>> BEGIN Data to process
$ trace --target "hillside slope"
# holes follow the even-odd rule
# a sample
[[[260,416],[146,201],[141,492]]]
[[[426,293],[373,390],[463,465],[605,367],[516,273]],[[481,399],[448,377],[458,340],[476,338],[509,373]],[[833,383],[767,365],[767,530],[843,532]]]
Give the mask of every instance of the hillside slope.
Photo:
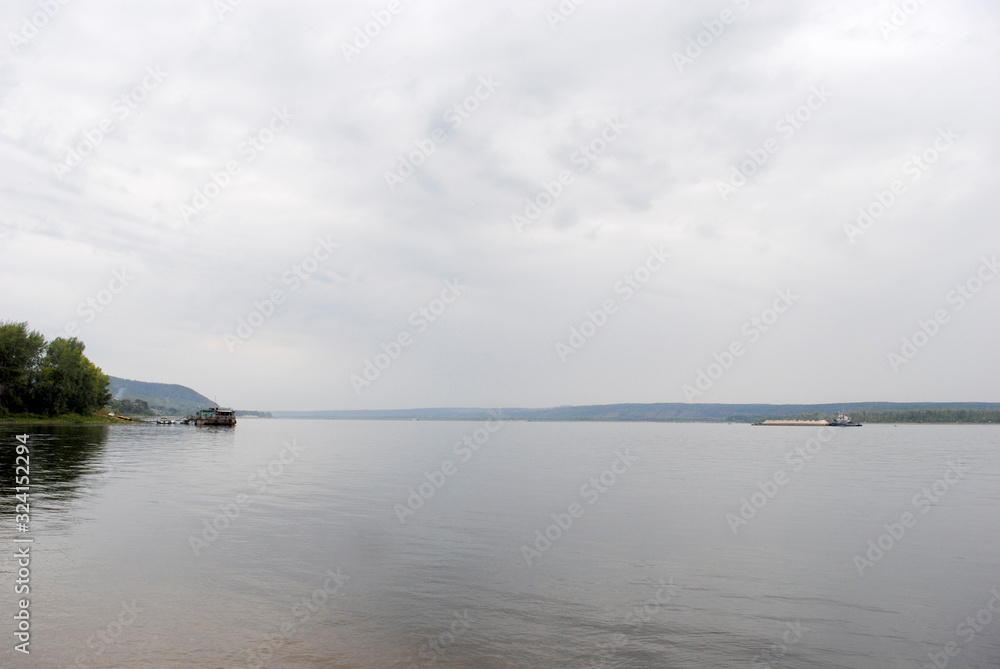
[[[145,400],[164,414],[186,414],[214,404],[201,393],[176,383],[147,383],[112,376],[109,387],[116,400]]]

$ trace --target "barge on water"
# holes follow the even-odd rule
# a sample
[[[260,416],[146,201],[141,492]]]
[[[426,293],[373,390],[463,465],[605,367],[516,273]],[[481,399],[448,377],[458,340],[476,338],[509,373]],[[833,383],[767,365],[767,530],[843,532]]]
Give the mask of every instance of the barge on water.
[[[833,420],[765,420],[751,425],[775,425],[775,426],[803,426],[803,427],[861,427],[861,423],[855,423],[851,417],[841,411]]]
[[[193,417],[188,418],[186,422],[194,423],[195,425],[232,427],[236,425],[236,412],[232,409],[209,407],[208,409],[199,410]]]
>> END Data to process
>> BEGIN Data to process
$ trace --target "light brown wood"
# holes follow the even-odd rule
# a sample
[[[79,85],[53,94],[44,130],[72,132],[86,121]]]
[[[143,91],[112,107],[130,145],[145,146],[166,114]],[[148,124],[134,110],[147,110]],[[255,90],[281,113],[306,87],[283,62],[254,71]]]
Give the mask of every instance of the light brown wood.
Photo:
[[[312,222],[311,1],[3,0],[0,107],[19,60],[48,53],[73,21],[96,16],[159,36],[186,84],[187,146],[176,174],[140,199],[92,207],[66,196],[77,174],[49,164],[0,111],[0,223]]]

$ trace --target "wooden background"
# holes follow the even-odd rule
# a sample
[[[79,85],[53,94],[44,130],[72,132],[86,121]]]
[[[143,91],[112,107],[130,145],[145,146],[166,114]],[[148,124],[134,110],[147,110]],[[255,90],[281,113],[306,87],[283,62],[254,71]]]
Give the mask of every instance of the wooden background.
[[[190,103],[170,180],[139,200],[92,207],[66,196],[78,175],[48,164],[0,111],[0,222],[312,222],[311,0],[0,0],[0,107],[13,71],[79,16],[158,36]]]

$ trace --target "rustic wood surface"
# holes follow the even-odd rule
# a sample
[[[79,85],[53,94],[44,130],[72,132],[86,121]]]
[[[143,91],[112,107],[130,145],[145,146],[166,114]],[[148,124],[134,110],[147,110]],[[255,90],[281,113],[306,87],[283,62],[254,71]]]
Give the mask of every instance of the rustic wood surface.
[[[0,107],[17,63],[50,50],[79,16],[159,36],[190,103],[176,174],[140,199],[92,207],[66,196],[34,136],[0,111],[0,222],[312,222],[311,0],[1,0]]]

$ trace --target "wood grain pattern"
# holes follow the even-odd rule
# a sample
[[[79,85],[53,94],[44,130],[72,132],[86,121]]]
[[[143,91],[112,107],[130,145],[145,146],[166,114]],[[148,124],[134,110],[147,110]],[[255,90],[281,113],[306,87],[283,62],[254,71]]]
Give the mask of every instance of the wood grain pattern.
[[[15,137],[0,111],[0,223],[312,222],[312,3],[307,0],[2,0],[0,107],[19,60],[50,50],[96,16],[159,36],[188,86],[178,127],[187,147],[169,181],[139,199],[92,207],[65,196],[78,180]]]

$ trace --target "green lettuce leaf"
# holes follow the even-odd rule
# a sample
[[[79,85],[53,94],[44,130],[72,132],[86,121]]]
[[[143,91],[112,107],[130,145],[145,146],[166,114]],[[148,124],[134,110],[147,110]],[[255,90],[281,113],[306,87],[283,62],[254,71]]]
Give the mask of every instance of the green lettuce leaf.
>> END Data to process
>> BEGIN Data to process
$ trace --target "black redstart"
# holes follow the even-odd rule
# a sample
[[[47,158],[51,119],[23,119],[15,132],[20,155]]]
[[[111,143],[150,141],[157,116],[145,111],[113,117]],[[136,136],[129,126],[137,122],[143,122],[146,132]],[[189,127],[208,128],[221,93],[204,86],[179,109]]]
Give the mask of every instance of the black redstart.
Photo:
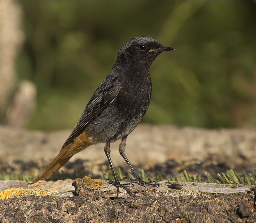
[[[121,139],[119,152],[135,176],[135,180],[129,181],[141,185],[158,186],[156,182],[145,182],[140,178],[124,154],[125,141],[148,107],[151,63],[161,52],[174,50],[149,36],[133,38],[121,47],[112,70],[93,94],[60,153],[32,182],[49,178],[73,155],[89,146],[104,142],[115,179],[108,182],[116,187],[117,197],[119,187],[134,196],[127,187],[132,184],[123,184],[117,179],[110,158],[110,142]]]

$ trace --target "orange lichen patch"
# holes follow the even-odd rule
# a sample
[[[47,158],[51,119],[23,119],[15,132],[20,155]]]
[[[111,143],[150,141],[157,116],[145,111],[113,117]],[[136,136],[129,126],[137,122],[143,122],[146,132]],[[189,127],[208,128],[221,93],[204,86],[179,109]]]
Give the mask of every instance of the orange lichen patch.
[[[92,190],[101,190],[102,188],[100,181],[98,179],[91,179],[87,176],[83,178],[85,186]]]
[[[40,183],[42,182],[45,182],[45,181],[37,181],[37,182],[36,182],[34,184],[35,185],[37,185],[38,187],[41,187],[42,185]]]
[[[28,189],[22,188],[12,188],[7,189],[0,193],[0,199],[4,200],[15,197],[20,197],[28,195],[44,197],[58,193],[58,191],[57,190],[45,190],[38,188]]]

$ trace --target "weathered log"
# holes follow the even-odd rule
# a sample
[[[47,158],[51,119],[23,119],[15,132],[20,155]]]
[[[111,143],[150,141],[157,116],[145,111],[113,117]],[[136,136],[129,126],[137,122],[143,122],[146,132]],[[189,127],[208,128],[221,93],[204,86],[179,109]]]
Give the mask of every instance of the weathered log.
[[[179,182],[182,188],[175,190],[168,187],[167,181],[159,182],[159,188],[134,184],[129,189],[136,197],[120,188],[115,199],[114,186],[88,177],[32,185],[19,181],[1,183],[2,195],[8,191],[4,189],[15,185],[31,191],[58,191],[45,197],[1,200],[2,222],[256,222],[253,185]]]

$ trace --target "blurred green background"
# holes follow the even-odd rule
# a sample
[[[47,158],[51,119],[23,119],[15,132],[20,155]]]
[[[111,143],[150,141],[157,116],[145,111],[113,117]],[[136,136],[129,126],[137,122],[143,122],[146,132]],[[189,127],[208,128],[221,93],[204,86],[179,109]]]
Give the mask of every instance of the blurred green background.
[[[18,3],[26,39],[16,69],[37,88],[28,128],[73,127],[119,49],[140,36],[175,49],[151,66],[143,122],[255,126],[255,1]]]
>> END Data to process
> The problem:
Count how many lines in the items above contain the word "orange". Give only the number.

> Correct answer:
2